§ **Written problem**: Gather every line of the items below that contains the string "segment", matching case exactly.

---- Stored rows

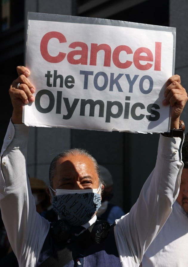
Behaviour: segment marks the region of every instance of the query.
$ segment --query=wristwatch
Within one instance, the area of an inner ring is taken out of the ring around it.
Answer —
[[[169,132],[162,133],[162,134],[166,137],[183,137],[185,130],[185,124],[183,121],[180,121],[179,129],[175,128],[170,129]]]

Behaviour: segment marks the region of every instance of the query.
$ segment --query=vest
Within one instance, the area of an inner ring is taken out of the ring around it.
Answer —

--------

§ **The solution**:
Behaviour: segment marks the region of every instance of the query.
$ segment --query=wristwatch
Behaviour: segment marks the region of every instance of the query.
$ segment --query=vest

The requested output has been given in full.